Effects of Green Tea Catechins and Theanine on Preventing Influenza Infection among Healthcare Workers: A Randomized Controlled Trial
- Equal contributors
1 Department of Drug Evaluation & Informatics, Graduate School of Pharmaceutical Sciences, University of Shizuoka, 52-1 Yada, Suruga-ku, Shizuoka 422-8526, Japan
2 White Cross Nursing Home, Higashimurayama, Japan
3 Central Research Institute, ITO EN, Ltd., Shizuoka, Japan
Citation and License
BMC Complementary and Alternative Medicine 2011, 11:15 doi:10.1186/1472-6882-11-15Published: 21 February 2011
Experimental studies have revealed that green tea catechins and theanine prevent influenza infection, while the clinical evidence has been inconclusive. This study was conducted to determine whether taking green tea catechins and theanine can clinically prevent influenza infection.
Design, Setting, and Participants: A randomized, double-blind, placebo-controlled trial of 200 healthcare workers conducted for 5 months from November 9, 2009 to April 8, 2010 in three healthcare facilities for the elderly in Higashimurayama, Japan.
Interventions: The catechin/theanine group received capsules including green tea catechins (378 mg/day) and theanine (210 mg/day). The control group received placebo.

**What this task involves:** Continue the abstract of the green tea catechin and theanine influenza trial from the point where it stops, beginning with the next section after the interventions.

Saved entries:

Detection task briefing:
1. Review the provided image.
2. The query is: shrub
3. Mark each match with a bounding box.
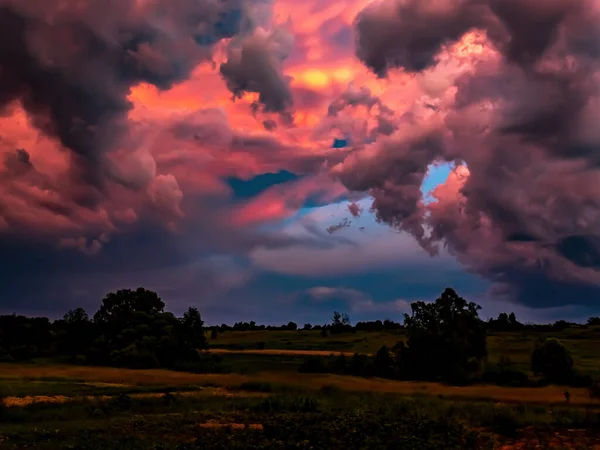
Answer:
[298,357,327,373]
[588,381,600,399]
[240,381,273,392]
[531,338,574,383]
[110,394,132,410]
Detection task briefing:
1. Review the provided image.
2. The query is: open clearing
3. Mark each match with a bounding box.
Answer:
[207,348,358,356]
[0,364,600,408]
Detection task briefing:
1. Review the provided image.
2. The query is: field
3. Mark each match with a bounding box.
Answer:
[0,330,600,450]
[207,328,600,377]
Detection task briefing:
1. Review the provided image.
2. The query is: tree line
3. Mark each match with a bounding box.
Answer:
[0,288,600,385]
[0,288,207,369]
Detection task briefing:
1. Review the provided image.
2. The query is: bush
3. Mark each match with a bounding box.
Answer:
[298,357,328,373]
[588,381,600,399]
[240,381,273,393]
[110,394,132,410]
[480,357,532,387]
[531,338,574,383]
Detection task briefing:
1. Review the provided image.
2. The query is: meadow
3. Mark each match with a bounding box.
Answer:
[206,327,600,378]
[0,328,600,450]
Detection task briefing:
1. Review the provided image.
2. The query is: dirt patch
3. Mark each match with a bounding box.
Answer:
[3,395,72,407]
[2,388,269,407]
[198,421,263,431]
[500,427,600,450]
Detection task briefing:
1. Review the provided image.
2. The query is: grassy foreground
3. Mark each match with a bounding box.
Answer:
[0,364,600,450]
[207,327,600,378]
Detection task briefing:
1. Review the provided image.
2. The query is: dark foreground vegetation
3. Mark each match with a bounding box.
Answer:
[0,288,600,450]
[0,384,600,450]
[0,288,600,392]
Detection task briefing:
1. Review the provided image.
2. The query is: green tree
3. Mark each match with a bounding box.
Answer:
[531,338,574,383]
[180,307,208,350]
[401,288,487,381]
[331,311,342,325]
[94,287,165,325]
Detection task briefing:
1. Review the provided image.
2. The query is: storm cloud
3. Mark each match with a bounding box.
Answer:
[332,0,600,305]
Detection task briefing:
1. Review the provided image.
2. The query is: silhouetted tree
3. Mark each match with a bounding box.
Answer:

**Reply:**
Main Outcome Measures: The primary outcome was the incidence of clinically defined influenza infection. Secondary outcomes were (1) laboratory-confirmed influenza with viral antigen measured by immunochromatographic assay and (2) the time for which the patient was free from clinically defined influenza infection, i.e., the period between the start of intervention and the first diagnosis of influenza infection, based on clinically defined influenza infection.
Eligible healthcare workers (n = 197) were enrolled and randomly assigned to an intervention; 98 were allocated to receive catechin/theanine capsules and 99 to placebo. The incidence of clinically defined influenza infection was significantly lower in the catechin/theanine group (4 participants; 4.1%) compared with the placebo group (13 participants; 13.1%) (adjusted OR, 0.25; 95% CI, 0.07 to 0.76, P = 0.022). The incidence of laboratory-confirmed influenza infection was also lower in the catechin/theanine group (1 participant; 1.0%) than in the placebo group (5 participants; 5.1%), but this difference was not significant (adjusted OR, 0.17; 95% CI, 0.01 to 1.10; P = 0.112). The time for which the patient was free from clinically defined influenza infection was significantly different between the two groups (adjusted HR, 0.27; 95% CI, 0.09 to 0.84; P = 0.023).
Among healthcare workers for the elderly, taking green tea catechins and theanine may be effective prophylaxis for influenza infection.